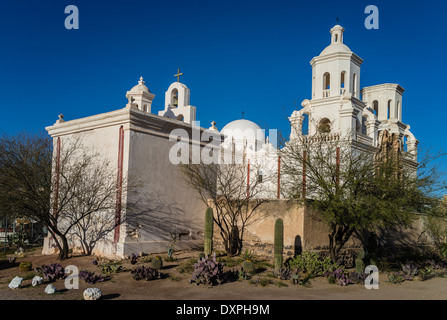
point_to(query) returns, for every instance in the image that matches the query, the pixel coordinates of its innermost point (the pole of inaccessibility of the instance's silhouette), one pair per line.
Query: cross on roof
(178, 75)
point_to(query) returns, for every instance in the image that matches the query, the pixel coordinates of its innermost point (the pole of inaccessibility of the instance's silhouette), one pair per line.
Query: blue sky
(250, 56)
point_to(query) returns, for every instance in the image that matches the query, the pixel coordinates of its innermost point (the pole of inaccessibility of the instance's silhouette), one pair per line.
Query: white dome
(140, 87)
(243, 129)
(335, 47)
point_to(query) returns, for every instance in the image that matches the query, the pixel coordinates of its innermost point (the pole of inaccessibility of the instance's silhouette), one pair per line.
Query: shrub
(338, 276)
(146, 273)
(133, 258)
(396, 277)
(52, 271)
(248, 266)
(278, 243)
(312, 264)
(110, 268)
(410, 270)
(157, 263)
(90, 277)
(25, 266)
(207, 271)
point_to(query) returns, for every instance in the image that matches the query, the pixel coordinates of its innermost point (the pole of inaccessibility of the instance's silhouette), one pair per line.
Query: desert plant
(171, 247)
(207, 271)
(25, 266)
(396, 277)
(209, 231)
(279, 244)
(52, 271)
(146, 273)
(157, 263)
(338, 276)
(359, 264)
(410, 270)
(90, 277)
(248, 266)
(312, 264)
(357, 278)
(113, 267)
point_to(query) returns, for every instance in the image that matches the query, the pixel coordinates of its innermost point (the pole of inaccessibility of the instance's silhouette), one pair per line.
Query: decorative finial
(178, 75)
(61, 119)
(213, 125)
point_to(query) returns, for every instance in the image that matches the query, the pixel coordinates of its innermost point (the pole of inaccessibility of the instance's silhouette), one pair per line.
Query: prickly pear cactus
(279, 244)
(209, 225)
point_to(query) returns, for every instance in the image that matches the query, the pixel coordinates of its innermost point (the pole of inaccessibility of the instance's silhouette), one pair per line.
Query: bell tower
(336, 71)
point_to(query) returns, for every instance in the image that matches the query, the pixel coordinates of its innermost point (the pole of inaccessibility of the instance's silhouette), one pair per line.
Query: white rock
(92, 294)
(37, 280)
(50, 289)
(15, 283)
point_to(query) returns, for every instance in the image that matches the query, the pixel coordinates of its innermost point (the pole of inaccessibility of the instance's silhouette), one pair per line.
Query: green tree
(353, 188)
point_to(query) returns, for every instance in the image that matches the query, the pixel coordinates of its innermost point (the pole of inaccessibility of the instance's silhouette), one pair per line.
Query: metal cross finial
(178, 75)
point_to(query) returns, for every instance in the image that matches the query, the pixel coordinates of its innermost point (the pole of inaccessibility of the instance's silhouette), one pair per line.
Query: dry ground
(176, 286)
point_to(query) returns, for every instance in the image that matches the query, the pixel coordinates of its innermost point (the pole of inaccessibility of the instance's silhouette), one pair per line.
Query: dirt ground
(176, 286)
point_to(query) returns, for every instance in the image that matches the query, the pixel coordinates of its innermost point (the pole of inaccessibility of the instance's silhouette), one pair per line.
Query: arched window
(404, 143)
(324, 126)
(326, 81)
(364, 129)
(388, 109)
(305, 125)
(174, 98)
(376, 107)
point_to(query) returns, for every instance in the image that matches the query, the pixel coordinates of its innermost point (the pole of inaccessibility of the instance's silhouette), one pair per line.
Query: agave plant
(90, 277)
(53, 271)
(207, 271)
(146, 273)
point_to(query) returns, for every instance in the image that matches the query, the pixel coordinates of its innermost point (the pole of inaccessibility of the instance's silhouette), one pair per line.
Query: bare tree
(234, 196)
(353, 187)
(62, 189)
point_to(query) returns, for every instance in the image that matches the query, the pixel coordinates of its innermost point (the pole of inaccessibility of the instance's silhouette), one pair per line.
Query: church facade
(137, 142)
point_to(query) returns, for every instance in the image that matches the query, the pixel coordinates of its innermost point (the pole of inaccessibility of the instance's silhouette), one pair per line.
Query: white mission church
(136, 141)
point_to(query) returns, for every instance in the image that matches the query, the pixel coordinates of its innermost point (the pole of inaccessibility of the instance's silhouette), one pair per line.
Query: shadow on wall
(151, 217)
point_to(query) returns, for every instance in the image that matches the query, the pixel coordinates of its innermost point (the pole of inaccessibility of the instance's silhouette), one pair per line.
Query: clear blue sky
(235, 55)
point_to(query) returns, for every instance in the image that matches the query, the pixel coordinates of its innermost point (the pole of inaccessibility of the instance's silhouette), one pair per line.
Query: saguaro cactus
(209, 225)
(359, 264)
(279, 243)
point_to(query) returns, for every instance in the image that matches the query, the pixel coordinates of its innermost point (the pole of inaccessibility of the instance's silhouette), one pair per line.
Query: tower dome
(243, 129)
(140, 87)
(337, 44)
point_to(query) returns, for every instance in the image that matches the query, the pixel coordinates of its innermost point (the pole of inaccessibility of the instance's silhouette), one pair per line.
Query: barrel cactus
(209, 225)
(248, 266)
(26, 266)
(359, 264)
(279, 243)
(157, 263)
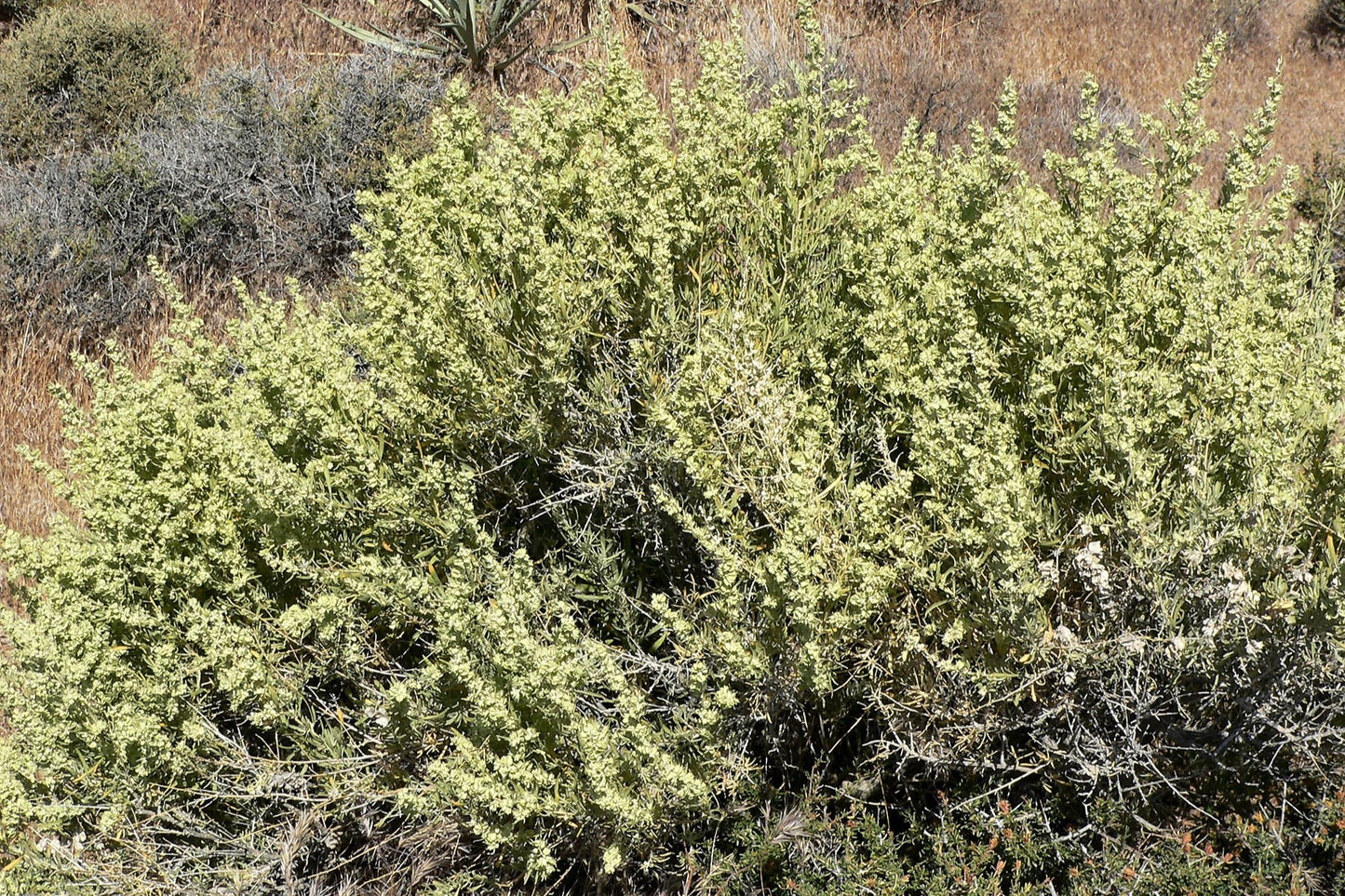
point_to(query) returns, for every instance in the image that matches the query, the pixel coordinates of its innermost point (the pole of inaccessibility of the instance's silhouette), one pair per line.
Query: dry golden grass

____________

> [GIVEN REQUEST] Copy all the data exactly as written, but skip any picture.

> [FINISHED EXERCISE]
point_to(query) returns, for every instance in the image that matches the query, the pixel coordinates of its innermost point (the pole of inaccessibility of the instance's silhouette), one pair per line.
Query: cross on roof
(178, 75)
point_to(query) returns, for every instance in the image that matches the query, the pixel coordinates of its innermost point (the pole of inaccessibility of the instance's silhouette), one pair per line.
Query: blue sky
(250, 56)
point_to(query) returns, for every instance in the image that matches the query, the pixel coordinates of its innermost point (the pole of inaccessibility of the instance's silhouette), one pair per line.
Query: white dome
(140, 87)
(243, 129)
(335, 47)
point_to(query) returns, for every instance in the image that matches the query, the pixel coordinates of its innermost point (the pole of inaccessibility of the instance's silhouette), one pair per line.
Query: shrub
(338, 276)
(146, 273)
(133, 258)
(396, 277)
(52, 271)
(248, 266)
(278, 243)
(312, 264)
(110, 268)
(410, 270)
(157, 263)
(90, 277)
(25, 266)
(207, 271)
point_to(query) returns, for every instance in the image that matches the query, the pixel coordinates of its innermost point (the pole of inaccessibility of the instance's silhouette), one pair per line.
Query: desert plant
(171, 247)
(207, 271)
(25, 266)
(396, 277)
(209, 231)
(279, 244)
(52, 271)
(146, 273)
(157, 263)
(338, 276)
(359, 264)
(410, 270)
(90, 277)
(248, 266)
(312, 264)
(357, 278)
(113, 267)
point_to(query) returns, for every instance in the image that matches the query, the pixel coordinates of its innermost point (the pole of inaccessibility of the instance's silhouette), one pair per line.
Query: decorative finial
(178, 75)
(61, 119)
(213, 125)
point_to(query) returns, for every instance in the image that matches the query, the pixel coordinates of its innermost point (the pole of inaccessibility of the instance's silhouette), one pair per line.
Query: prickly pear cactus
(279, 244)
(209, 225)
point_to(query) returns, for every instance in the image that matches the query, the pixel coordinates of its innermost point (the pole of inaccessibility of the instance's silhouette), one pair per line.
Query: bell tower
(336, 71)
point_to(query) returns, for every instance in the image that matches the query, the pixel coordinates of its innermost point (the pole of inaccessibility of the instance's silhouette), one pair per line.
Query: white rock
(92, 294)
(37, 280)
(50, 289)
(15, 283)
point_to(query) returns, for every instance in the image that matches the query, the pixel coordinates of its innermost point (the pole of inaccessibility of the instance's silhouette), one pair per line.
Query: green tree
(353, 188)
point_to(query) returns, for every instance in the image that matches the query, the pixel coordinates of its innermost point (the pole of inaccessibility of the instance's silhouette), one pair per line.
Query: metal cross finial
(178, 75)
point_to(query) returns, for every instance in the image that matches the query, the pixel coordinates of its innermost point (the pole of inaccessibility of the instance's silhouette), one pair per line.
Query: dry ground
(176, 286)
point_to(query) returns, for every instance in the image that matches the query, the pixel coordinates of its innermost point (the pole of inaccessibility of the instance's silhouette), one pair per line.
Query: dirt ground
(176, 286)
point_to(query) returns, for every instance in the image that matches the query, the pixel coordinates of its innermost point (the pole of inaccessibility of the instance's silhouette), one pair per line.
Query: arched window
(404, 143)
(324, 126)
(326, 81)
(364, 129)
(388, 109)
(305, 125)
(174, 98)
(376, 107)
point_to(query) returns, for every instance in the image that matches the query, the pixel coordinates of its innermost point (the pole of inaccessibility of the instance's silhouette), one pair per line.
Query: agave plant
(90, 277)
(53, 271)
(207, 271)
(146, 273)
point_to(query) returns, for every instance in the image that matches the query, the pixel coordinates of its innermost point (the pole of inaccessibility of the instance's silhouette), one pair per line.
Query: bare tree
(234, 196)
(353, 187)
(62, 189)
point_to(query) returns, for every instance in the image that matches the query, the pixel coordinates of its innermost point (the pole of inaccessibility of the instance's silhouette), one pair per line.
Query: church facade
(137, 142)
point_to(query) returns, for every instance in the image that matches the query, the pixel coordinates of its innermost point (the pole of inaccessibility of the instance's silhouette), one pair per line.
Query: white mission church
(136, 141)
point_to(query) returns, for every instance in the image that matches the query, the pixel coordinates of its innermost point (the pole of inaccessibility of the instance's silhouette), one pair per line.
Query: shadow on wall
(151, 217)
point_to(query) returns, for every instance in the image that matches the query, the pixel coordinates of its innermost point (the pole of inaccessibility of the instance's silhouette), one pair per line.
Query: clear blue sky
(235, 55)
point_to(query) returns, for every instance in the image that matches the query, the pixel coordinates of its innermost point (the pole of inaccessibility of the instance's silhouette), one pair per line.
Query: saguaro cactus
(209, 225)
(359, 264)
(279, 243)
point_to(query) returns, for every instance in the image that matches the query, the pixel coordinates of its innermost point (the pole of inaccessibility of the instance's silhouette), one pair per line.
Query: tower dome
(243, 129)
(140, 87)
(337, 44)
point_to(query) returns, for every instance in the image that matches the query, the pixel coordinates of its innermost point (the pole of inaccessibility of the instance's silhouette), one pair per line.
Query: barrel cactus
(209, 225)
(248, 266)
(26, 266)
(359, 264)
(279, 243)
(157, 263)
point_to(query) returns, for every instance in the image that matches the query, the pixel coordinates of its innermost point (the pole of inaccessibility of the instance's silhouette), one pair per line.
Query: dry golden grass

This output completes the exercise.